+++ Entries shown

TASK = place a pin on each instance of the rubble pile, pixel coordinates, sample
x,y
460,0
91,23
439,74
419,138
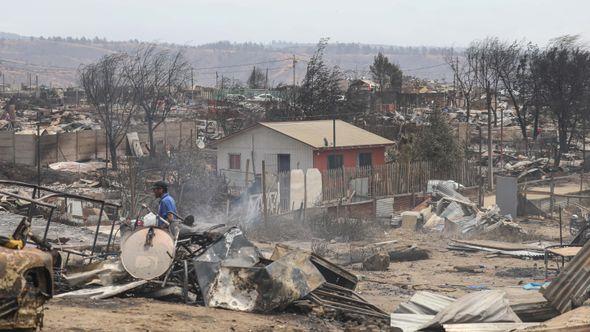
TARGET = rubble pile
x,y
219,267
452,213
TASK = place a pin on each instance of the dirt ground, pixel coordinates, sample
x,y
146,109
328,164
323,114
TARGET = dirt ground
x,y
386,289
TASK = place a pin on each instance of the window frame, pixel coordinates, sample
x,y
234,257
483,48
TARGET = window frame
x,y
334,155
358,158
231,161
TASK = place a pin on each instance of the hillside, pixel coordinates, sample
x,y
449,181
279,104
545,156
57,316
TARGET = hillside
x,y
56,60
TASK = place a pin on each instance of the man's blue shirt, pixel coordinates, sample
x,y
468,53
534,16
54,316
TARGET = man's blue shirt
x,y
167,205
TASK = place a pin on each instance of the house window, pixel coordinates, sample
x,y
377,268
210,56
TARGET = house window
x,y
234,161
365,159
335,161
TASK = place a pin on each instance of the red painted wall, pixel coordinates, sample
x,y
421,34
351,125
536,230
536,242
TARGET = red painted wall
x,y
350,157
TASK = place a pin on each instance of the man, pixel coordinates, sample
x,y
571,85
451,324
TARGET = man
x,y
167,204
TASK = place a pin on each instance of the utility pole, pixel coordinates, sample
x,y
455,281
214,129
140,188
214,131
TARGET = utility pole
x,y
490,149
192,86
294,64
38,150
502,138
334,133
480,191
583,156
264,208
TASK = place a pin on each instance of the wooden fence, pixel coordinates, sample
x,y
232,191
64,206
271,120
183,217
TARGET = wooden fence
x,y
392,179
80,145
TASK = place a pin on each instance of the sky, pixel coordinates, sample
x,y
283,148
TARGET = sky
x,y
394,22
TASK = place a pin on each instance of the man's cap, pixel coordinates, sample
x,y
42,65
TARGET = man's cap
x,y
160,184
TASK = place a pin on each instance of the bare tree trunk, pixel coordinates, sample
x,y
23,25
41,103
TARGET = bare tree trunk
x,y
113,152
151,136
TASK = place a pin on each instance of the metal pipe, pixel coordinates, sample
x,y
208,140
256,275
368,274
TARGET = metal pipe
x,y
97,230
47,225
112,229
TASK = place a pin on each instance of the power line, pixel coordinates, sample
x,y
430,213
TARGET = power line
x,y
425,67
243,64
239,71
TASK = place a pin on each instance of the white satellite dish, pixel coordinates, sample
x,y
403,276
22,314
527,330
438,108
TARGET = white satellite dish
x,y
147,256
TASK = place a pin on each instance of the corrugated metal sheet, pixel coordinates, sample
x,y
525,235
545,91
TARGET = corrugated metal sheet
x,y
315,133
409,322
385,207
577,320
572,285
486,327
265,144
429,303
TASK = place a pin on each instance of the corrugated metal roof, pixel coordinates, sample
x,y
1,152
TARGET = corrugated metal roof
x,y
409,322
572,285
577,320
317,133
486,327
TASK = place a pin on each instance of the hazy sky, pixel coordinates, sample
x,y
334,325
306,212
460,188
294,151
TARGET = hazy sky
x,y
398,22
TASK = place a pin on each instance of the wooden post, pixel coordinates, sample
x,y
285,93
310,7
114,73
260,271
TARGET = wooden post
x,y
96,145
304,196
264,210
57,147
247,171
13,148
552,190
180,137
77,144
165,136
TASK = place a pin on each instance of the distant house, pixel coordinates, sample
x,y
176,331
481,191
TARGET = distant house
x,y
299,145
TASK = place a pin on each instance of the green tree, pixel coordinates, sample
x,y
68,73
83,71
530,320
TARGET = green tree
x,y
437,143
320,89
257,79
388,75
562,73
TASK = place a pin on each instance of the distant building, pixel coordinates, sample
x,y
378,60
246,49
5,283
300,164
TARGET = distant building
x,y
298,145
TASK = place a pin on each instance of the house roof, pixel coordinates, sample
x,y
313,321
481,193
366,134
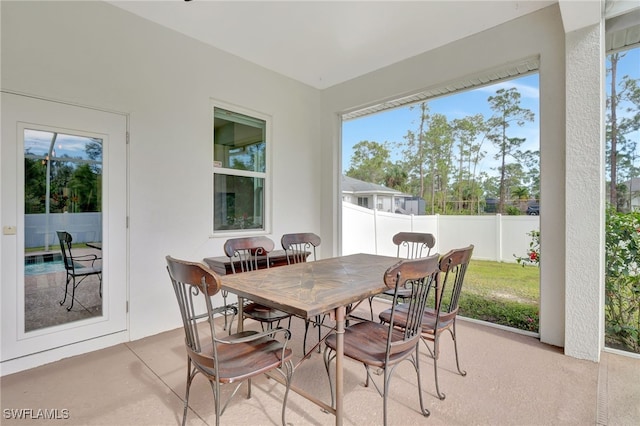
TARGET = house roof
x,y
356,186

++++++

**Problem description**. The result should be a word-for-word restatement of all the data, without images.

**Written solution**.
TASK = place a pin on each instance of the rubble pile, pixel coordinates, sample
x,y
460,0
91,23
439,74
419,138
TARGET = rubble pile
x,y
219,267
452,213
TASK = place a pin on each instance of the dirt ground, pixel coordinates, sample
x,y
146,109
328,164
323,114
TARGET = dirt ground
x,y
386,289
TASK = place a pin on each instance of the window frame, pixel coordinates, sample
x,y
234,257
483,48
TARGET = window frame
x,y
334,155
358,158
231,161
TASK = place a pin on each instance of the hillside, pixel coordinates, sample
x,y
449,181
279,104
545,156
57,316
TARGET = hillside
x,y
56,60
TASK = place a pin on each instance of the man's blue shirt, pixel coordinates, sample
x,y
468,53
534,16
54,316
TARGET = man's blue shirt
x,y
167,205
TASK = place a pin on each instance of the house window, pixel coordinates, sample
x,y
377,268
210,56
TARGET = house window
x,y
234,161
365,159
335,161
TASK = place a pin on each instance of the red painted wall, pixel coordinates, sample
x,y
421,34
351,125
536,230
536,242
TARGET = red painted wall
x,y
350,157
TASK = place a pin on each instance of the man, pixel coordinates, sample
x,y
571,85
451,324
TARGET = man
x,y
167,204
TASK = place a pin on each instance of the utility pole, pixel coordinates, sample
x,y
455,281
214,129
140,188
214,131
TARGET = utility pole
x,y
490,149
192,86
294,64
38,150
502,138
334,133
480,191
583,156
264,208
TASK = place a pin on each instance of the wooden fence, pixel coordinates, sample
x,y
232,191
64,206
271,120
183,217
TARGET = wooden fence
x,y
392,179
80,145
TASK = place a pin on each instance of the sky, pixel coordinates, sample
x,y
283,148
TARGET = sky
x,y
394,22
TASK = place a pin on each instance of the man's cap, pixel coordinates, sample
x,y
42,65
TARGET = man's cap
x,y
160,184
TASK = place a pin on each instance of the bare tree trunk, pixel coordinates, sample
x,y
23,25
41,103
TARGET = bare tree trunk
x,y
113,152
151,136
TASK = place a pin on each instance of the metal pipe, pixel coordinates, sample
x,y
208,140
256,275
368,274
TARGET = metal pipe
x,y
97,230
47,225
112,229
TASK = place a pin on each instance of the power line, pixel coordinates, sample
x,y
430,213
TARGET = power line
x,y
425,67
243,64
239,71
TASK = place a pin on each instance of the white satellite dish, pixel coordinates, sample
x,y
403,276
22,314
527,330
438,108
TARGET = white satellite dish
x,y
147,256
TASK = place a pin on each instance of the corrugated metal sheet, pixel coordinates, sample
x,y
525,235
545,91
TARGET = corrugated metal sheet
x,y
315,133
409,322
385,207
577,320
572,285
486,327
265,144
429,303
TASK = place a pin on each instance of the corrugated metal roof, pixel coordinates, sample
x,y
1,152
TARGET = corrugated metal roof
x,y
409,322
572,285
577,320
317,133
486,327
TASK = place a pin on each instance of the hazy sky, pixel coordinates, sample
x,y
334,325
306,212
460,188
294,151
TARGET = hazy sky
x,y
398,22
TASK = place a pin on each instance of the wooden post, pixel coordinates, sample
x,y
285,93
310,7
114,73
260,271
TARGET = wooden post
x,y
96,145
304,196
264,210
57,147
247,171
13,148
552,190
180,137
77,144
165,136
TASK = place a pin on each instance of the distant house, pixel coordinates, sample
x,y
176,331
481,191
TARGET = distant house
x,y
299,145
TASK = place a pin on each instance of the green tree, pixel coordinates, sample
x,y
68,73
83,71
530,320
TARGET = green tree
x,y
437,143
320,89
257,79
388,75
562,73
TASK = place a pin on each instance of the distant building, pixel coordinates, sample
x,y
378,60
246,49
5,283
300,164
TARGET = distant building
x,y
298,145
TASK = place a pin on each instance of the house roof, pixel coordinates, sample
x,y
313,321
481,193
366,134
TARGET = house roof
x,y
356,186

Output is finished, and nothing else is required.